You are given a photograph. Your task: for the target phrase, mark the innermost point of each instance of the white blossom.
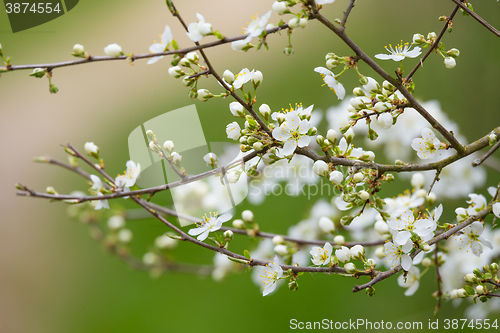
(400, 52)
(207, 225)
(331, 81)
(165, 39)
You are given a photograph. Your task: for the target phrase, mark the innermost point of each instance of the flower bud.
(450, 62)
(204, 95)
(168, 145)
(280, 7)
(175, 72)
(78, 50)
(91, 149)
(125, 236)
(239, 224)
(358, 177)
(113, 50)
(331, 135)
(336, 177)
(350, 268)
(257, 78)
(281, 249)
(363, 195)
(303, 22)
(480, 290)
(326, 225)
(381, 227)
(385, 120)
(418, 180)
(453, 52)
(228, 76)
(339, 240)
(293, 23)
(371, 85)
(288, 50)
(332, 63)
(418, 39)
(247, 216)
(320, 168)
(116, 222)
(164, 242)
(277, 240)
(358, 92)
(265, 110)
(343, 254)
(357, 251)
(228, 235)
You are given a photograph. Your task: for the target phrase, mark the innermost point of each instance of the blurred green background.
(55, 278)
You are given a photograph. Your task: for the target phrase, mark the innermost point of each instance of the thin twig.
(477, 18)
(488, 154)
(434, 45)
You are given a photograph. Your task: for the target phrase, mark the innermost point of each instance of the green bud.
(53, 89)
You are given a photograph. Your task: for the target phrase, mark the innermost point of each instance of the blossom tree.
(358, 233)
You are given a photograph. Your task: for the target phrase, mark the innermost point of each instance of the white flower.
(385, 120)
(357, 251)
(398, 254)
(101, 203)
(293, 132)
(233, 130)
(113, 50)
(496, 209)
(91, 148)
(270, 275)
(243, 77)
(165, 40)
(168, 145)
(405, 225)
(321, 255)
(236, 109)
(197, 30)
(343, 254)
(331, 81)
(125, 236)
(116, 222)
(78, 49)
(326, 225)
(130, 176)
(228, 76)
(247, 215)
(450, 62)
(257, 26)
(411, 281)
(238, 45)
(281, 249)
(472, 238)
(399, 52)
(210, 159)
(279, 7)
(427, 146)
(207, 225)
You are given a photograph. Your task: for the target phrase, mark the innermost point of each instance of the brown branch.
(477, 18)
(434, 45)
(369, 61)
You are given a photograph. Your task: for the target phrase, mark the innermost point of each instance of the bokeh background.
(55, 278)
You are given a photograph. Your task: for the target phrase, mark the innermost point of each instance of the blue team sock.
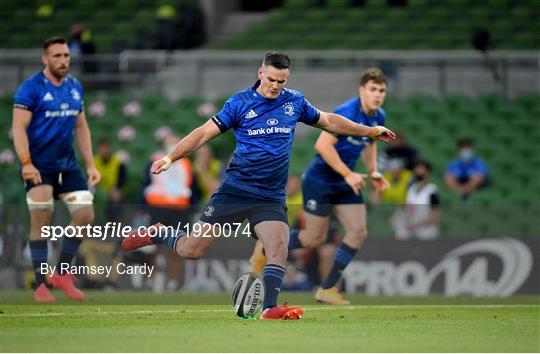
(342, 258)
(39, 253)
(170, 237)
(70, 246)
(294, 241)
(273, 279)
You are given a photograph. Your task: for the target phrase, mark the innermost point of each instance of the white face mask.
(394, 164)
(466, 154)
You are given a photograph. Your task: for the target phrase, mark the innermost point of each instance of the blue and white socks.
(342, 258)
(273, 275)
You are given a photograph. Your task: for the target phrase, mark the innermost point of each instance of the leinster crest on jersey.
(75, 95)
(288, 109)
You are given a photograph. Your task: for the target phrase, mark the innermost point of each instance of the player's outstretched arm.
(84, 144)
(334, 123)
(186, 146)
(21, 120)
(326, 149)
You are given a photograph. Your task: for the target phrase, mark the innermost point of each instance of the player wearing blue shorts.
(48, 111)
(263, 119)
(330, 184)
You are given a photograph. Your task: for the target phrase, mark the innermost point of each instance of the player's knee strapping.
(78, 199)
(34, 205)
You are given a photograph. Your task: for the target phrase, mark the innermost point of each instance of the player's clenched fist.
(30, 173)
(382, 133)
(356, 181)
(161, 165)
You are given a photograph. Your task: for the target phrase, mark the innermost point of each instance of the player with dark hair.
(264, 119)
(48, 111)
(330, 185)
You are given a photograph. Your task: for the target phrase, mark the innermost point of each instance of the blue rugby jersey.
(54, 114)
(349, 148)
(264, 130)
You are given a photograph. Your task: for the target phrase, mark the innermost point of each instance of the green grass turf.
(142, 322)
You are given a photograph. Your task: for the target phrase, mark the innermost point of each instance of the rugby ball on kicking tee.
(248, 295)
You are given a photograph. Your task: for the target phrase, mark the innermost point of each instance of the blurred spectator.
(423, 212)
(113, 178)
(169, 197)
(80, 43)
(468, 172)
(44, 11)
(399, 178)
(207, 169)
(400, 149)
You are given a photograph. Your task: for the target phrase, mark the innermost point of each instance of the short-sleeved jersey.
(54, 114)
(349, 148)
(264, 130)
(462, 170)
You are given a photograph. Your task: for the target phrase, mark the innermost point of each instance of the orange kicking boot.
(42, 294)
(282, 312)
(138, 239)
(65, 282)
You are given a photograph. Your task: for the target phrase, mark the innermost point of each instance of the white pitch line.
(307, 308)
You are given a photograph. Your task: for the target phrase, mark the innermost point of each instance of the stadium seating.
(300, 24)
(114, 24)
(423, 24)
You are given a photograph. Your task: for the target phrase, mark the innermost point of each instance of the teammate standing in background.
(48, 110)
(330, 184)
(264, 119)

What is required:
Write out all of the data above word for word, leaving out the pictures.

Answer to the exercise:
You are given a photograph. Your task: for the target phrase, mark the innermost point of each instance of the white blossom.
(400, 52)
(207, 225)
(331, 81)
(165, 39)
You are given a photograph. Your task: for the target phrase, mark the innermost point of each instance of the flower bud.
(450, 62)
(204, 95)
(168, 145)
(280, 7)
(175, 72)
(78, 50)
(91, 149)
(125, 236)
(239, 224)
(358, 177)
(113, 50)
(331, 135)
(336, 177)
(350, 268)
(257, 78)
(281, 249)
(363, 195)
(303, 22)
(480, 290)
(326, 225)
(381, 227)
(385, 120)
(418, 180)
(453, 52)
(228, 76)
(339, 240)
(293, 23)
(371, 85)
(288, 50)
(332, 63)
(418, 39)
(247, 216)
(320, 168)
(116, 222)
(164, 242)
(277, 240)
(358, 92)
(265, 110)
(343, 254)
(357, 251)
(228, 235)
You are given a photograph. Your task: for the target phrase, mark the innermost point of each instance of the blurred green background.
(55, 278)
You are given a photograph. Your task: for the target phrase, mark the innermost point of each instance of the thin twig.
(477, 18)
(488, 154)
(434, 45)
You are given a photograph. Your task: for the target phrase, mark the innermost point of each instance of the green bud.
(53, 89)
You are given a photograph. Your task: for the target phrase, mark the innermost point of each instance of the blossom tree.
(358, 233)
You are given a photograph. Your task: for the target phrase, mark the innermost point of each instance of the white flower.
(385, 120)
(357, 251)
(398, 254)
(101, 203)
(293, 132)
(233, 130)
(113, 50)
(496, 209)
(91, 148)
(270, 275)
(243, 77)
(165, 40)
(168, 145)
(405, 225)
(321, 255)
(236, 109)
(197, 30)
(343, 254)
(331, 81)
(125, 236)
(116, 222)
(78, 49)
(326, 225)
(130, 176)
(228, 76)
(247, 215)
(450, 62)
(257, 26)
(411, 281)
(238, 45)
(281, 249)
(472, 238)
(399, 52)
(210, 159)
(279, 7)
(427, 146)
(207, 225)
You are given a photograph. Your task: for the target phrase, mark the innermost point of each instance of the brown branch.
(477, 18)
(434, 45)
(369, 61)
You are given a photograph. Your task: for the target phrase, mark the innermost point of each instance of the bokeh background.
(55, 278)
You are given a photograph. Your task: for the target phrase, mark the innermost point of each instance of the blue team sock.
(342, 258)
(39, 253)
(170, 237)
(70, 246)
(294, 241)
(273, 279)
You are given a photograph. Your task: for the target phrase, mark the innermost point of each instance of the white face mask.
(394, 164)
(466, 154)
You are given a photograph. Your task: for the target phrase, mark the innermost point of each instance of the blue and white socks.
(342, 258)
(273, 275)
You are given a photograph. Your task: for the target phrase, mark the innermost point of each instance of the leinster crest on jersey.
(75, 95)
(288, 109)
You are given a photograph. Your task: for the target phrase, mark the innermost point of each instance of the player's outstretched arm.
(84, 144)
(334, 123)
(186, 146)
(21, 120)
(326, 149)
You are given a photograph. Your task: for the target phrase, mark the innermost point of each instance of the player wearing blue shorts.
(48, 111)
(263, 119)
(330, 184)
You are given a photograph. Your task: for the target phrase, mark the innermost point of each instance of the player's knee strapping.
(78, 199)
(34, 205)
You are given a photograph. Your task: for the target phrase, mark the innermost point of each instance of the player's clenched fist.
(30, 173)
(382, 133)
(356, 181)
(161, 165)
You are given a photograph. Your task: for the target phrase, mark the innermost point of each instance of the player with dark hair.
(264, 119)
(48, 111)
(330, 185)
You are given a photograph. Your task: for the target phrase, mark the innermost point of each instance of the blue rugby jersey.
(54, 114)
(349, 148)
(264, 130)
You are given a photograph. Your task: for the target phrase, mark the innermost point of each instance of the green grass turf.
(142, 322)
You are given a photograph. Your task: for the target phrase, mark the innermost point of each instance of the rugby ball on kicking tee.
(248, 295)
You are given a photograph. Your task: for the target phrase, mark the innermost point of each instance of the blurred spectator.
(423, 212)
(113, 178)
(169, 197)
(80, 43)
(468, 172)
(44, 11)
(399, 178)
(207, 169)
(400, 149)
You are given a photograph. Your task: for the target phrase, mark the innermost point of each instance of the short-sleeved jersey.
(54, 114)
(349, 148)
(264, 130)
(462, 170)
You are given a photograph. Your task: for the target phrase, mark the innermost point of each instance of the orange kicking boot.
(42, 294)
(282, 312)
(138, 239)
(65, 282)
You are given a photograph. Your task: for the target phrase, mark the innermost point of each instance of the white pitch line.
(307, 308)
You are given a photograph. Your task: for the target phrase, mark the innermost point of each instance of the stadium seating.
(300, 24)
(114, 24)
(423, 24)
You are given a photograph. Your task: for the target phrase, mark the innermost point of each instance of the teammate standing in background.
(48, 110)
(330, 184)
(264, 119)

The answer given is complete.